There is significant controversy related to the classification and assessment of the status of the medial longitudinal arch (MLA). Measurement techniques vary and issues of validity and reliability of these techniques are questioned. No universally agreed measure exists. This problem is compounded in childhood with growth and the presence of abnormal influences on development. This study utilised two measures, the vertical height of the navicular (NH) and the Arch Index ratio (AI), a footprint technique, to explore the development of the MLA in children between the ages of five years and six months and ten years and eleven months. Four specific studies considered various aspects of the MLA.
Study 1 investigated the issues of reliability and validity of the NH and AI measures as well as the influence of age, gender, limb preference, and body weight in 272 "normally" developing children. NH (intra-rater ICC =
.92; inter-rater ICC = .77) and AI (infra-rater ICC = .96; inter-rater ICC = .84) techniques are reliable measures of the MLA. The relationship between the measures of NH and AI was found to be low to moderate (Pearson's r = -0.46) and thus the NH, which is a direct bony measure of the MLA, would appear to be the more appropriate technique. NH may also prove to be a more universal measure for the paediatric population given that there is no significant difference in NH between gender; NH is not affected by body weight; and NH is more discriminating regarding differences relating to age (p <.0001).
The AI should not be discounted in assessment of the MLA as measures for children over eight years were consistent with findings of previous adult studies, however the AI measures were influenced by gender (p = .02).
The difference (p < .0001) between left and right feet for both measures NH (1.94 mm) and AI (.03) is considered
not clinically significant given the small differences obtained in the measurements. Use of a quartile distribution model for classification of the MLA height is recommended for both NH and AI measures.
Study 2 found that weight distribution on limbs in "typical" stance in normally developing children (n = 19) is asymmetrical (p < .0001; mean difference 1.88 kg) and that extremes of variation in weight distribution on limbs influence the measures of NH (p = .001) and AI (p < .0001).

DATA LISTING:
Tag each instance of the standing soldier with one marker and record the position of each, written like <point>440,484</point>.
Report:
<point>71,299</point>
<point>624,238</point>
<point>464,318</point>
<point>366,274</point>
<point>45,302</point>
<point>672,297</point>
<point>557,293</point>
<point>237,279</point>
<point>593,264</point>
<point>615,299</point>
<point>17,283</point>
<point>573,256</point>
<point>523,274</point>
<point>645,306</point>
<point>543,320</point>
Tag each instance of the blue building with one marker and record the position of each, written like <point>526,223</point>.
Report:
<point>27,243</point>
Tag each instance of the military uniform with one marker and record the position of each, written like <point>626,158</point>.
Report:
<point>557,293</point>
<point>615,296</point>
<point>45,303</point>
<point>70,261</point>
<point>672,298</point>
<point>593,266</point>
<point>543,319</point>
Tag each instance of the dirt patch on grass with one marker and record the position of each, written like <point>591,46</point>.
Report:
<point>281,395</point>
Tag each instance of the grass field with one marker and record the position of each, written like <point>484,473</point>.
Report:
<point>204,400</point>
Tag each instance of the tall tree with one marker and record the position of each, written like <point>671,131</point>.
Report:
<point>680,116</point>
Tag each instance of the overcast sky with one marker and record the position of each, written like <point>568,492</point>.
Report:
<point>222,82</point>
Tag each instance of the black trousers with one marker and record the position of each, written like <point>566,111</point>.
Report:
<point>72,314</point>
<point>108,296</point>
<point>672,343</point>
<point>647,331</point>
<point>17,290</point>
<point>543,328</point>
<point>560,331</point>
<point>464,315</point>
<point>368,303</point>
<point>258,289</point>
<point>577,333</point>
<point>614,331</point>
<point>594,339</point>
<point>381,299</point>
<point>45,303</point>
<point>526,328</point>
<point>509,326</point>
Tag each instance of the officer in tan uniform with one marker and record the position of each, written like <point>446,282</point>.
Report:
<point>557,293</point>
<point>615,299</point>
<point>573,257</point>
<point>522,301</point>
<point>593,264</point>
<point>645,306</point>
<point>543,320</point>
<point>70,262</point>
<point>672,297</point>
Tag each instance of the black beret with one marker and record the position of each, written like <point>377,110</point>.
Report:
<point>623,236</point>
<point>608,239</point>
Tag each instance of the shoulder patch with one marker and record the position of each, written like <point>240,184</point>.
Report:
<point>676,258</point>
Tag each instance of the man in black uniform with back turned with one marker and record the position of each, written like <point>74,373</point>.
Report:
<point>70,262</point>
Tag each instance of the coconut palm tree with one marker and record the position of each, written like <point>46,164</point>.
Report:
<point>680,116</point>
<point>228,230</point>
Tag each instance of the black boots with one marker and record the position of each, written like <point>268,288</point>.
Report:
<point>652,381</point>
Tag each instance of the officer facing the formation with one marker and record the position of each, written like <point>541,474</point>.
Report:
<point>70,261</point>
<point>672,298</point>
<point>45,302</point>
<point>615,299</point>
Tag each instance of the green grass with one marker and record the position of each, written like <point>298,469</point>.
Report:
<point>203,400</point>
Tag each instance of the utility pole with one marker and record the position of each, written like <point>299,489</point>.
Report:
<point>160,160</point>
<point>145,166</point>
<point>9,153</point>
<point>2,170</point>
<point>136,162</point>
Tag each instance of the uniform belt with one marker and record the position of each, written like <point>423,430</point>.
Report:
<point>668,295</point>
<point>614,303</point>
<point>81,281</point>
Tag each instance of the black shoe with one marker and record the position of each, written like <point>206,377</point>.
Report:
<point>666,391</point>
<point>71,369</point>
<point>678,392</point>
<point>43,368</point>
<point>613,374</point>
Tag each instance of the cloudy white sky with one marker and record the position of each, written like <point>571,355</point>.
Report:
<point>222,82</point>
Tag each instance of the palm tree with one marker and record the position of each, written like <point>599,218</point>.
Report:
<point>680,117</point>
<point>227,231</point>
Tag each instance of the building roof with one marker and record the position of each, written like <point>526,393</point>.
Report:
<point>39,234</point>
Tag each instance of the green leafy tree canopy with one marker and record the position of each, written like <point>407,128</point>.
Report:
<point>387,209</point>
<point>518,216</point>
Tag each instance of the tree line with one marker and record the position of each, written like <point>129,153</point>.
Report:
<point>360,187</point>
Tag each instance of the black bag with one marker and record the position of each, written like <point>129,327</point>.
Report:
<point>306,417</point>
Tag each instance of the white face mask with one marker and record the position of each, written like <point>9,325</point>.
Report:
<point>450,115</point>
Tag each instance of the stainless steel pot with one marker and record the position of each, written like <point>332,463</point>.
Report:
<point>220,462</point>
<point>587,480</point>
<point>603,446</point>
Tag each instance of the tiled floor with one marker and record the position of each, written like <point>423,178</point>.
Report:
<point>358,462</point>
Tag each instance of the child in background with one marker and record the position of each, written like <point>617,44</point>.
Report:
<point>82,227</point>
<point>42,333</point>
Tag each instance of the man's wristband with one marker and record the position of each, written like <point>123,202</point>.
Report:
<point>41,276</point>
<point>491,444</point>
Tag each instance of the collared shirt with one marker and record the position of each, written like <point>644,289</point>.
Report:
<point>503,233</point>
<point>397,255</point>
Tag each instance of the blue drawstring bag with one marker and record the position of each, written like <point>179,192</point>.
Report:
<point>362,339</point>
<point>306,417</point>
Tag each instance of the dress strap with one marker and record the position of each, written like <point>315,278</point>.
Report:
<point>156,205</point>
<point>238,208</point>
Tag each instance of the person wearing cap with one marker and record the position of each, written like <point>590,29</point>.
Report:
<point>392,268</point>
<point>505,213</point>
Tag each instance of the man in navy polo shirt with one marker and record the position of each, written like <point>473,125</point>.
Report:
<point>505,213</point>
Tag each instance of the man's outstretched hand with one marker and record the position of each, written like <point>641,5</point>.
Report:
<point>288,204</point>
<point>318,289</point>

EXERCISE REQUIREMENTS:
**a.** In the foot arch study summary, swap "quartile distribution model" for "tertile distribution model" and give everything from "The difference (p" down to "and AI measures.".
**b.** Carry the foot arch study summary on from its final sentence with the next stretch of text.

ANSWER SECTION:
**a.**
The difference (p < .0001) between left and right feet for both measures NH (1.94 mm) and AI (.03) is considered
not clinically significant given the small differences obtained in the measurements. Use of a tertile distribution model for classification of the MLA height is recommended for both NH and AI measures.

**b.**
Study 3 found that the weight distribution on limbs in "typical" stance in children with mild to moderate spastic cerebral palsy (n = 31) is asymmetrical (p < .0001; mean difference 2.5 kg). The study also explored the influence of topographical classification, skills/stance preference, presence of leg length inequality, gestational age at birth, and age of attainment of walking age on the NH and AI
measures. Children with hemiplegia did not statistically differ in the measures of NH and AI compared to children with diplegia/quadriplegia. Skills/stance preference of limbs, leg length inequality less than two centimetres, gestational age at birth, and age of attainment of functional walking did not influence the measures of NH and AI in children with mild to moderate spastic CP
Study 4 compared data related to NH and AI of normally developing children with data of children with mild to moderate spastic CP Children aged five years six months to ten years four months with mild to moderate spastic hemiplegia differ significantly in measures of NH (p = .0004) when compared to non-impaired children of the same age. Children with mild to moderate spastic diplegia/quadriplegia statistically differ in both NH (p = .0015) and AI (p = .002) measures when compared to non-impaired children.
This study indicates that children with CP (n = 31)
had NH measures (58%) and AI measures (61%) outside the normal range. The trend for a low arched posture was identified in children with diplegia/quadriplegia and a trend for a high arched posture was identified in the "involved" limb in subjects with hemiplegia.
These studies established baseline data and a profile of the MLA in children. Against this baseline future measurements of children can be compared to establish the normality of the arch or to determine the need for intervention and assessment of intervention outcome. This study has provided new quantitative insight into the status of the MLA in children with CP.